- [练习说明]:
把下面的全部记录逐行照原样再写一遍，不做任何改动。

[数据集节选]

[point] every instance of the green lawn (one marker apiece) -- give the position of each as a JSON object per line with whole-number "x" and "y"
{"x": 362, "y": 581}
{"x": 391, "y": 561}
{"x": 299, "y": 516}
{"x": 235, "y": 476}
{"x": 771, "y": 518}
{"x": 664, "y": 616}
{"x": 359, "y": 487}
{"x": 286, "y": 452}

- [本题输出]:
[point] every instance of the green lawn (one marker apiece) -- give the position of each as a JSON object per line with whole-number "x" and "y"
{"x": 362, "y": 581}
{"x": 391, "y": 561}
{"x": 299, "y": 516}
{"x": 235, "y": 476}
{"x": 771, "y": 518}
{"x": 664, "y": 616}
{"x": 359, "y": 487}
{"x": 286, "y": 452}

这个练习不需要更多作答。